----- GIVEN RECORDS

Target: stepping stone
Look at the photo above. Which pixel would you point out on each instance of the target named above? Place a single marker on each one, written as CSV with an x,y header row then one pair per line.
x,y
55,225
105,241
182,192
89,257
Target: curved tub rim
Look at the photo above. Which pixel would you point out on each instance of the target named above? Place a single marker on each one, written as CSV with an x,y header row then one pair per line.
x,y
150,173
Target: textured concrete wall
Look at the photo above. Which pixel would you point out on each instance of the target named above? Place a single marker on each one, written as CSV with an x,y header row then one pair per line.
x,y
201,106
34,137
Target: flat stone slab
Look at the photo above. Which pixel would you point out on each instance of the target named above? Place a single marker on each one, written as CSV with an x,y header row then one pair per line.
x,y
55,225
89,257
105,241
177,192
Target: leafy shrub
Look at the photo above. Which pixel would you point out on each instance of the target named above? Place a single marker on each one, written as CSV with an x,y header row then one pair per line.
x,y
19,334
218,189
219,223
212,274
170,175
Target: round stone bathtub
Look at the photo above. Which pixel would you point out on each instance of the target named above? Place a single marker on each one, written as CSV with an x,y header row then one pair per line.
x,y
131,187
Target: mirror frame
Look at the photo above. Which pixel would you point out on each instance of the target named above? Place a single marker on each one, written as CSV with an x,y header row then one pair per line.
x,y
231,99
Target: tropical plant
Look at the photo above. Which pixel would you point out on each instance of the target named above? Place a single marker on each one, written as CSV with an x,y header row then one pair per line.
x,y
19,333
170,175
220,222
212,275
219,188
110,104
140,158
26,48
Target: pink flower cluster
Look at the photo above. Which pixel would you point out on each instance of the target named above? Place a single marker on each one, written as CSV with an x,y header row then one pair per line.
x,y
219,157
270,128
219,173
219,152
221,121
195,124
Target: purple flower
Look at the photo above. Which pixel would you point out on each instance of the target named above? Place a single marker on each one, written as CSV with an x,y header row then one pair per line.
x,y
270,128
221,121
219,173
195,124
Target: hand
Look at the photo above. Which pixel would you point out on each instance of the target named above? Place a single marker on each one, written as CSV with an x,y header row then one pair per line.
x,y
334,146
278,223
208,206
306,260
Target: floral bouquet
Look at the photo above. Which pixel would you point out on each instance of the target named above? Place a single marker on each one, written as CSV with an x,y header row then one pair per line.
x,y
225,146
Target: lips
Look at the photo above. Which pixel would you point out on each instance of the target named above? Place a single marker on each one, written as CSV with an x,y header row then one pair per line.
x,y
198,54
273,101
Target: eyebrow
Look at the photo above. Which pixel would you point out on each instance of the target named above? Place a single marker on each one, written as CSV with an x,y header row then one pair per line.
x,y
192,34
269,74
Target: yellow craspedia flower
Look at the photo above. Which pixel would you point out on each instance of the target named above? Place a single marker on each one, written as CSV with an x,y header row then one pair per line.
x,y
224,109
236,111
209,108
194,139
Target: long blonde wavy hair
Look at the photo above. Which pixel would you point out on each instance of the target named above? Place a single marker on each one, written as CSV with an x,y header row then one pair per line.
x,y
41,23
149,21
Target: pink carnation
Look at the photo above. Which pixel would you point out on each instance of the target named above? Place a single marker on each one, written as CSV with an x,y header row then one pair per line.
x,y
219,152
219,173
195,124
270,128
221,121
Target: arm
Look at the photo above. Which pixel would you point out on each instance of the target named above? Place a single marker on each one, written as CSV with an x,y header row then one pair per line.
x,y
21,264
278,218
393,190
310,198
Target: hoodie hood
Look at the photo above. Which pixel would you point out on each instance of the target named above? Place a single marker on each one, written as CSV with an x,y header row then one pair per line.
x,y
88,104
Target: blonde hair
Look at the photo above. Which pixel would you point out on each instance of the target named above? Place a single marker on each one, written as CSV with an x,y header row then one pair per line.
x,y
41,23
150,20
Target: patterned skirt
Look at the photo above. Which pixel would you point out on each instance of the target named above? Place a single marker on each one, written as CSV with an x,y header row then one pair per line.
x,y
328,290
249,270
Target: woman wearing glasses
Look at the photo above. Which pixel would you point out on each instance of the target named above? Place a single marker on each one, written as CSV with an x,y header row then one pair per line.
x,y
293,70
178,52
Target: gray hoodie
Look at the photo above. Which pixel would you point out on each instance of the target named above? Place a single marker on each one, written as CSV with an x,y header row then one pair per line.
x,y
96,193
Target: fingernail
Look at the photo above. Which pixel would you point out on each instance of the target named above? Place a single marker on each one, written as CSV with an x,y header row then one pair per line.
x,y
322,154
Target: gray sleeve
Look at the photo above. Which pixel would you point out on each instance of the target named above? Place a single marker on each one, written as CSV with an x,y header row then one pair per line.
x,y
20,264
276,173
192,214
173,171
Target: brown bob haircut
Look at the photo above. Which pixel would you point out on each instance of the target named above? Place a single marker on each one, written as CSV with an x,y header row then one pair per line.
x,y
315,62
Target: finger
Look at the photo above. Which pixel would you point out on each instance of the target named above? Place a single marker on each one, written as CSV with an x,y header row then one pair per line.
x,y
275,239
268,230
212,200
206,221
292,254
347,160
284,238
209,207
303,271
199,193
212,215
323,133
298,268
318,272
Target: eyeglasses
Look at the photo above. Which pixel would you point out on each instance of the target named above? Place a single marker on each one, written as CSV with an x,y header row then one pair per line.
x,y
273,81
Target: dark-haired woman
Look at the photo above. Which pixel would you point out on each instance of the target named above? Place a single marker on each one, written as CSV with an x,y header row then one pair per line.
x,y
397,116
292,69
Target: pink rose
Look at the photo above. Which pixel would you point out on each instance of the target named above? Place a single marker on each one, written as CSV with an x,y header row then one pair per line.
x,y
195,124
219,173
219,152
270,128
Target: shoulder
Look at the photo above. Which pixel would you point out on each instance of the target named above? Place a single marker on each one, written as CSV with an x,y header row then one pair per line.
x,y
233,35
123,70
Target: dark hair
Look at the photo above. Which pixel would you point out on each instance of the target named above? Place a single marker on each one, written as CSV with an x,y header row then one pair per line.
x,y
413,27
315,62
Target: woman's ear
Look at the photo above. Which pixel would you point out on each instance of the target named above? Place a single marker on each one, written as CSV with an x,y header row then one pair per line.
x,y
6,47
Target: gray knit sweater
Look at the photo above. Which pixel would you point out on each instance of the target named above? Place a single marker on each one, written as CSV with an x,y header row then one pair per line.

----------

- _WHAT YOU NEED TO DO_
Please put every line of the items above into a Markdown table with the columns "No." and "Line", numbering the rows in order and leaving out blank lines.

- _SOLUTION TO THIS PROBLEM_
| No. | Line |
|---|---|
| 1 | Target: stepping stone |
| 2 | Look at the photo above. Which pixel would you point out on each instance of the target named above? Place a single marker on each one, written as CSV with an x,y header row then one pair per line. |
| 3 | x,y |
| 4 | 55,225 |
| 5 | 105,241 |
| 6 | 182,192 |
| 7 | 89,257 |
| 8 | Target: curved tub rim |
| 9 | Look at the photo above. Which pixel would you point out on each instance of the target named above? Place a single marker on each one, written as CSV with an x,y header row then one pair per line. |
| 10 | x,y |
| 11 | 150,173 |
| 12 | Target: textured concrete wall |
| 13 | Look at the photo above. Which pixel would you point out on each instance of the target named above? Place a single marker on each one, written as CSV with an x,y header row then one pair per line. |
| 14 | x,y |
| 15 | 201,106 |
| 16 | 34,137 |
| 17 | Target: flat stone slab |
| 18 | Look at the photo above. Which pixel would you point out on each instance of the target named above? Place a single marker on each one, written as CSV with an x,y header row then one pair per line. |
| 19 | x,y |
| 20 | 55,225 |
| 21 | 89,257 |
| 22 | 105,241 |
| 23 | 177,192 |
| 24 | Target: leafy shrub |
| 25 | Look at the photo above. Which pixel would you point out on each instance of the target named above? Place a single marker on each one, written as CSV with an x,y header row then one pair per line. |
| 26 | x,y |
| 27 | 19,334 |
| 28 | 218,189 |
| 29 | 219,223 |
| 30 | 212,274 |
| 31 | 170,175 |
| 32 | Target: round stone bathtub |
| 33 | Look at the photo above. Which pixel would you point out on each instance of the target named above? Place a single marker on each one, written as CSV with an x,y header row then one pair per line. |
| 34 | x,y |
| 35 | 131,187 |
| 36 | Target: mirror frame |
| 37 | Look at the photo above. Which pixel would you point out on each instance of the target named above? Place a single marker on each one, written as CSV with an x,y header row then one pair per line. |
| 38 | x,y |
| 39 | 231,99 |
| 40 | Target: tropical plant |
| 41 | Look at the photo above. Which pixel would you point out on each instance of the target named above? Place a single marker on each one, written as CSV with an x,y header row then one pair per line. |
| 42 | x,y |
| 43 | 19,333 |
| 44 | 170,175 |
| 45 | 220,222 |
| 46 | 212,275 |
| 47 | 219,188 |
| 48 | 110,104 |
| 49 | 140,158 |
| 50 | 26,48 |
| 51 | Target: pink flower cluster |
| 52 | Look at the photo above. Which pixel would you point out on each instance of the target named above? Place a single marker on each one, written as CSV with an x,y header row then one pair per line. |
| 53 | x,y |
| 54 | 219,157 |
| 55 | 270,128 |
| 56 | 219,173 |
| 57 | 219,152 |
| 58 | 221,121 |
| 59 | 195,124 |
| 60 | Target: purple flower |
| 61 | Look at the photo above. Which pixel would you point out on each instance of the target named above? Place a single marker on each one, written as CSV with an x,y header row then one pair per line. |
| 62 | x,y |
| 63 | 270,128 |
| 64 | 221,121 |
| 65 | 219,173 |
| 66 | 195,124 |
| 67 | Target: hand |
| 68 | Look at the photo above. Which pixel would you point out on each instance of the target named above? Place a single marker on each one, written as CSV with an x,y header row then one pair per line. |
| 69 | x,y |
| 70 | 334,146 |
| 71 | 278,223 |
| 72 | 208,206 |
| 73 | 306,260 |
| 74 | Target: floral bouquet |
| 75 | Look at the photo above. Which pixel would you point out on each instance of the target named above? Place a single marker on each one, written as CSV with an x,y header row then one pair per line. |
| 76 | x,y |
| 77 | 225,146 |
| 78 | Target: lips |
| 79 | Look at the photo above. Which pixel would you point out on each instance of the target named above? Place a single marker on each one, written as CSV with an x,y header row then one pair per line. |
| 80 | x,y |
| 81 | 198,54 |
| 82 | 273,101 |
| 83 | Target: eyebrow |
| 84 | Look at the photo above. Which pixel would you point out on each instance of the target named above? Place a single marker on each one, written as CSV with an x,y header row then one pair per line. |
| 85 | x,y |
| 86 | 192,34 |
| 87 | 269,74 |
| 88 | Target: yellow craspedia flower |
| 89 | Look at the photo above. Which pixel would you point out on each instance of the target named above? Place a single marker on each one, written as CSV with an x,y header row then one pair per line. |
| 90 | x,y |
| 91 | 224,109 |
| 92 | 236,111 |
| 93 | 209,108 |
| 94 | 194,139 |
| 95 | Target: long blonde wavy hair |
| 96 | Look at the photo above. Which pixel would you point out on each instance of the target named above? Place a single marker on each one, written as CSV with an x,y header row then one pair per line. |
| 97 | x,y |
| 98 | 41,23 |
| 99 | 149,21 |
| 100 | Target: pink carnation |
| 101 | Look at the photo above. Which pixel would you point out on each instance of the target named above? Place a single marker on each one, written as CSV with an x,y header row then one pair per line. |
| 102 | x,y |
| 103 | 219,152 |
| 104 | 219,173 |
| 105 | 195,124 |
| 106 | 270,128 |
| 107 | 221,121 |
| 108 | Target: arm |
| 109 | Look at the photo above. Which pixel would you point out on each instance of the target named above? Place a single marker on each one, written as CSV with an x,y header row then one pair per line. |
| 110 | x,y |
| 111 | 21,264 |
| 112 | 278,218 |
| 113 | 393,190 |
| 114 | 310,198 |
| 115 | Target: hoodie hood |
| 116 | Look at the photo above. Which pixel would you point out on each instance of the target named above? Place a single marker on each one, written as CSV with an x,y header row then one pair per line. |
| 117 | x,y |
| 118 | 88,104 |
| 119 | Target: blonde hair |
| 120 | Look at the photo above. Which pixel would you point out on each instance of the target named above? Place a single marker on each one, written as CSV with an x,y header row then one pair per line. |
| 121 | x,y |
| 122 | 41,23 |
| 123 | 150,20 |
| 124 | Target: patterned skirt |
| 125 | Look at the photo above. Which pixel would you point out on each instance of the target named above? Place a single marker on each one, written as CSV with an x,y header row then one pair per line. |
| 126 | x,y |
| 127 | 328,290 |
| 128 | 249,270 |
| 129 | Target: woman wearing glasses |
| 130 | Look at the photo above. Which pixel would you point out on each instance of the target named above? Place a single marker on each one, written as CSV with an x,y header row then one pair per line. |
| 131 | x,y |
| 132 | 293,70 |
| 133 | 178,52 |
| 134 | Target: gray hoodie |
| 135 | Look at the photo above. Which pixel would you point out on each instance of the target named above? Place a single marker on each one, written as CSV with an x,y header row then one pair per line. |
| 136 | x,y |
| 137 | 96,193 |
| 138 | Target: fingernail |
| 139 | Look at the photo above. Which pixel would you point out on each instance of the target named above? Place a single marker on each one, written as CSV with an x,y header row then one pair per line. |
| 140 | x,y |
| 141 | 322,154 |
| 142 | Target: gray sleeve |
| 143 | Look at the photo above. Which pixel would you point out on each instance of the target named above? Place a single marker on each one, written as CSV with an x,y header row then one pair per line. |
| 144 | x,y |
| 145 | 20,264 |
| 146 | 276,173 |
| 147 | 192,214 |
| 148 | 173,171 |
| 149 | Target: brown bob haircut |
| 150 | Look at the photo above. Which pixel would you point out on each instance of the target named above? Place a single marker on each one, written as CSV with an x,y header row then one pair per line. |
| 151 | x,y |
| 152 | 315,62 |
| 153 | Target: finger |
| 154 | Look at the photo above. Which pixel would you point out on each instance of the target named above? Place a single marker on each one, written as CSV with an x,y header row then one pair per line. |
| 155 | x,y |
| 156 | 275,239 |
| 157 | 268,230 |
| 158 | 212,200 |
| 159 | 206,221 |
| 160 | 292,254 |
| 161 | 347,160 |
| 162 | 284,238 |
| 163 | 209,207 |
| 164 | 303,271 |
| 165 | 199,193 |
| 166 | 212,215 |
| 167 | 323,133 |
| 168 | 298,268 |
| 169 | 318,272 |
| 170 | Target: eyeglasses |
| 171 | Look at the photo above. Which pixel would you point out on each instance of the target named above? Place a single marker on each one, written as CSV with an x,y header row then one pair per line. |
| 172 | x,y |
| 173 | 273,81 |
| 174 | Target: dark-haired woman |
| 175 | Look at the photo above. Which pixel would you point out on each instance of the target named above? Place a single marker on each one, written as CSV with an x,y header row then one pair per line. |
| 176 | x,y |
| 177 | 397,116 |
| 178 | 292,69 |
| 179 | Target: pink rose |
| 180 | Look at the photo above. Which pixel would you point out on each instance of the target named above? Place a single marker on each one, written as CSV with an x,y header row then one pair per line. |
| 181 | x,y |
| 182 | 195,124 |
| 183 | 219,173 |
| 184 | 219,152 |
| 185 | 270,128 |
| 186 | Target: shoulder |
| 187 | Look at the photo above. Which pixel would you point out on each instance of the target named above? Place a single marker on each one, written as CSV with an x,y header row then one pair per line. |
| 188 | x,y |
| 189 | 233,35 |
| 190 | 123,70 |
| 191 | Target: dark hair |
| 192 | Look at the photo above. Which pixel would you point out on each instance of the target named above? Place a single marker on each one, written as CSV with an x,y header row then one pair per line. |
| 193 | x,y |
| 194 | 413,27 |
| 195 | 315,62 |
| 196 | Target: woman's ear |
| 197 | Look at the photo above. Which pixel would you point out on each instance of the target named above? Place a single marker on each one, written as CSV with an x,y header row then one pair per line. |
| 198 | x,y |
| 199 | 6,47 |
| 200 | Target: gray knit sweater |
| 201 | Look at the photo above. Which pixel would you point out on each instance of the target named above? Place a single marker on each one, written as CSV with an x,y header row then one pair per line. |